Recently, the CDC began releasing comorbidity data for use in hospital tracking and differential diagnosis. Social media seized on this as yet another excuse to declare COVID-19 a hoax. It’s not a hoax, people; COVID-19 can kill you.
We’ve seen four different versions of the meme, each stating that under 10,000 of the reported 170,000 COVID-19 deaths were in fact due to the virus, but instead that other underlying causes were to blame for most of them. A simple glance at the data on the CDC’s website, however, shows pretty clearly that the truth of the matter is exactly opposite the message of the meme. Further investigation into the methodology of data collection confirms this.
An example: According to the American Cancer Society, at any given point in time about 5.5% of Americans have cancer. If we look at this list, we’ll see 7000 comorbidities with “malignant neoplasms” (that’s “cancer” to the rest of us). Given 150,000 COVID-19 deaths, all things being equal we’d expect to see 8250, not 7000; perhaps people taking massive doses of chemo are already avoiding anyone who might be sick as a matter of course. Either way, there’s nothing surprising there — which there would be if any cancer deaths were being reported erroneously as COVID.

* **WORK TO BE COMPLETED**
Continue the piece on the CDC's COVID-19 comorbidity data and the meme claiming few deaths were caused by the virus, beginning after its final sentence.

* **DATA PROVIDED**
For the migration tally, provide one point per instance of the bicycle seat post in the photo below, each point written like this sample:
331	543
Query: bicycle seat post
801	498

---

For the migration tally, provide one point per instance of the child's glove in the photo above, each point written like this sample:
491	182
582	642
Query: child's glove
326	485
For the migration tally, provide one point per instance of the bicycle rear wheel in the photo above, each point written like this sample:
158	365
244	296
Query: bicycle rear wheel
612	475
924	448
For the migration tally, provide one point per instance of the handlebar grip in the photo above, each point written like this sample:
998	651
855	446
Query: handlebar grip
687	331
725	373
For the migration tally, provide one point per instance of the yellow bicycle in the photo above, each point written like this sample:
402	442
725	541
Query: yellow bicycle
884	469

* **ANSWER BOX**
Further analysis along these lines seems to hold true for every major cause of death, with other exceptions that again support the assertion that the meme is incorrect.
There are some conclusions that can be reached here, however, and they’re somewhat startling. Yes, COVID-19 is more likely to kill the old than the young, but relative health when contracting the virus is apparently less impactful than one might think. A history of respiratory ailments will make one more susceptible, but in gross terms that’s about it. The healthy are vulnerable too, as apparently are the young.
What we cannot know from this data is the number of people by age group who have been exposed to the virus yet have not contracted it — or, perhaps more particularly, have not shown symptoms. Once we learn this, we’ll likely discover whether age alone makes one more vulnerable intrinsically or, as it were, environmentally.
But the bottom line remains: This is fake news.